# [What is needed]
Using the records that appear below, write out exactly the lines from the one with "Detection task: identify every chrome chair" through the one with "Detection task: identify every chair", keeping both end lines.

===== Extracted information =====

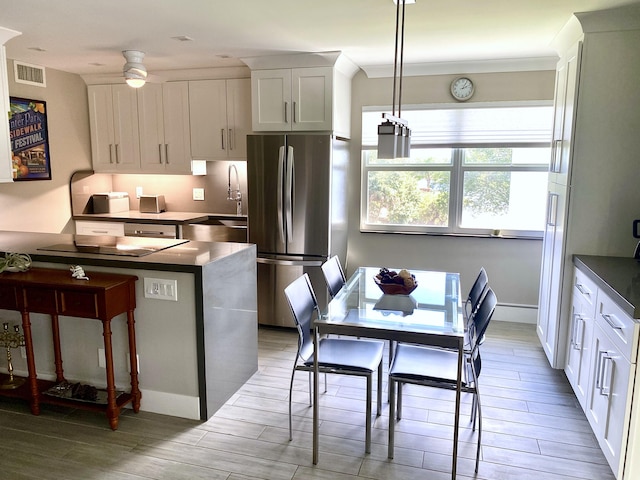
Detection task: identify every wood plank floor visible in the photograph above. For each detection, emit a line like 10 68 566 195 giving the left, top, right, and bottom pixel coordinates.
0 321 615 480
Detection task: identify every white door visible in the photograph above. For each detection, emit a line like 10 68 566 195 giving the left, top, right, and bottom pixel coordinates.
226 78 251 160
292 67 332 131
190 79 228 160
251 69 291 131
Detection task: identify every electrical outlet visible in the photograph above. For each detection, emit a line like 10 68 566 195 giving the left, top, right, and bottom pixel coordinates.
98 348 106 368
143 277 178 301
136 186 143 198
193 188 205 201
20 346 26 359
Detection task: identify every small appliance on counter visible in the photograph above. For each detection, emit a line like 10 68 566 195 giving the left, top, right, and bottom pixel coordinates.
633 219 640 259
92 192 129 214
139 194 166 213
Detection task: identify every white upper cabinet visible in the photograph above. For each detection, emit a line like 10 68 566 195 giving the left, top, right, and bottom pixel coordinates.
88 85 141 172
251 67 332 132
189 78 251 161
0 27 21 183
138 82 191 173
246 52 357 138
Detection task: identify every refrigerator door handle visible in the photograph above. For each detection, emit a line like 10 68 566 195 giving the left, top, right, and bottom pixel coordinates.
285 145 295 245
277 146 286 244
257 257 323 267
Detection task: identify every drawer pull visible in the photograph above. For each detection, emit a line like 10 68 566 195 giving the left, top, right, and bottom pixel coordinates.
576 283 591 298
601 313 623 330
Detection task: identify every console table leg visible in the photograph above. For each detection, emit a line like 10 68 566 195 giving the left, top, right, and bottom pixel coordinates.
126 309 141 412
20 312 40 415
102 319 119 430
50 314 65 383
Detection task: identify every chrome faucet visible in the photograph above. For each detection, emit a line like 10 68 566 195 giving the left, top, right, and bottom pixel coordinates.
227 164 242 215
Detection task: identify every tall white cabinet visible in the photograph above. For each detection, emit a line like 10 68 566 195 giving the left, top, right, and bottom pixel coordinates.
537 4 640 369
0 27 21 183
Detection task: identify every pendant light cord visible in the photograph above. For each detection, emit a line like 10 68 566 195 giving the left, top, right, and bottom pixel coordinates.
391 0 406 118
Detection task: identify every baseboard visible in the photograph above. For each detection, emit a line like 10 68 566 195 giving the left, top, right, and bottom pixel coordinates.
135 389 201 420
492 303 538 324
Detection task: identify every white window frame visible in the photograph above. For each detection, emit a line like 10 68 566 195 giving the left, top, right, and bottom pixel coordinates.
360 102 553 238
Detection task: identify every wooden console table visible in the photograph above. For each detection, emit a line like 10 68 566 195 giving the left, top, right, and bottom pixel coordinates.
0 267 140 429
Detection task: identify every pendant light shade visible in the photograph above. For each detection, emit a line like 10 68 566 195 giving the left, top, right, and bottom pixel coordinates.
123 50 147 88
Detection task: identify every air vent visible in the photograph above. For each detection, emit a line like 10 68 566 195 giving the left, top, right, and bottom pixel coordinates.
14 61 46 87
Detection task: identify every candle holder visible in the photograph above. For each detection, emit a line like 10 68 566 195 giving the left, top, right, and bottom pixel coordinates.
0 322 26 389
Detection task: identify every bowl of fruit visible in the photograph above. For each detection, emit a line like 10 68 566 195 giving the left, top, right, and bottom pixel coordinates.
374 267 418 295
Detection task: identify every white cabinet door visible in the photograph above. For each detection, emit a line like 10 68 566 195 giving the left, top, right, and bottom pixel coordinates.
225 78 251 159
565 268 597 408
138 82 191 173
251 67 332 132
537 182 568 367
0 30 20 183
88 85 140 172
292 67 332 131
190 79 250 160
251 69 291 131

=====
===== Extracted information =====

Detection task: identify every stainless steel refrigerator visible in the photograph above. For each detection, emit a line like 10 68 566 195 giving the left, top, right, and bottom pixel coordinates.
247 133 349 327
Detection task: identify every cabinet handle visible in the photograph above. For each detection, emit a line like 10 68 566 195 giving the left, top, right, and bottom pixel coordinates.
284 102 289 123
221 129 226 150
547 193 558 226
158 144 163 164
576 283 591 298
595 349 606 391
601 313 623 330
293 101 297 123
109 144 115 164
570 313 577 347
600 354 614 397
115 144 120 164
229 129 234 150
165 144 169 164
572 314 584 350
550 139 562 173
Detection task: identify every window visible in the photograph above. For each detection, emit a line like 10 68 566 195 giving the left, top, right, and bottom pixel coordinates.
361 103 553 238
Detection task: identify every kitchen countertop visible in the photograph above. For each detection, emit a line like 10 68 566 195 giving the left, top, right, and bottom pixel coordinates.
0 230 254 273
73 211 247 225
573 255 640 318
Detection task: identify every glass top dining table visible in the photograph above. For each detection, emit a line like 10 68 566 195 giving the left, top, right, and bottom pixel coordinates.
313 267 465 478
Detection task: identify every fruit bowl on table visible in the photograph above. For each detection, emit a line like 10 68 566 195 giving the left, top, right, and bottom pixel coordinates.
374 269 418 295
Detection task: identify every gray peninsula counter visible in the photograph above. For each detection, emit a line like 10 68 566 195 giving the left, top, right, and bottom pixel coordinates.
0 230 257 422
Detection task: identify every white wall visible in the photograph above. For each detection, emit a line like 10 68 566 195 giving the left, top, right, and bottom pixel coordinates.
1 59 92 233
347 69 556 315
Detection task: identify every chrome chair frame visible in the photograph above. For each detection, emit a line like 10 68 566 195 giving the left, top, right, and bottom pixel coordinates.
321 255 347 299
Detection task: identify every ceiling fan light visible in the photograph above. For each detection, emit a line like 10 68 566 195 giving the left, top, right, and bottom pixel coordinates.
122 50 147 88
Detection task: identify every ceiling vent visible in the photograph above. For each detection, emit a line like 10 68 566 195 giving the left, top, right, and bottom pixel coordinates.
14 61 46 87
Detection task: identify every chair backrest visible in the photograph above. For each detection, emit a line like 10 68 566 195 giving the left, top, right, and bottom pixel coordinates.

=====

# [Exercise answer]
Detection task: identify every chrome chair frame visible in the photograph above. For each detection, emit a line like 10 68 566 195 giving the left, top, right, and bottom pixel coordinates.
321 255 347 299
Detection task: identify every ceiling fan light visible in the photograph above. For each detection, emit a line like 10 68 566 195 giving the left, top, right, and bottom pixel coordinates.
122 50 147 88
Detection task: identify every ceiling vent visible in the photograph above. For each detection, emit a line like 10 68 566 195 giving the left, top, right, and bottom pixel coordinates.
14 61 46 87
Detection task: identify every chair backrest visible in the photograph above. For each detection, emit a line like 10 68 566 195 giving the left, top, right, and bottom pixel coordinates.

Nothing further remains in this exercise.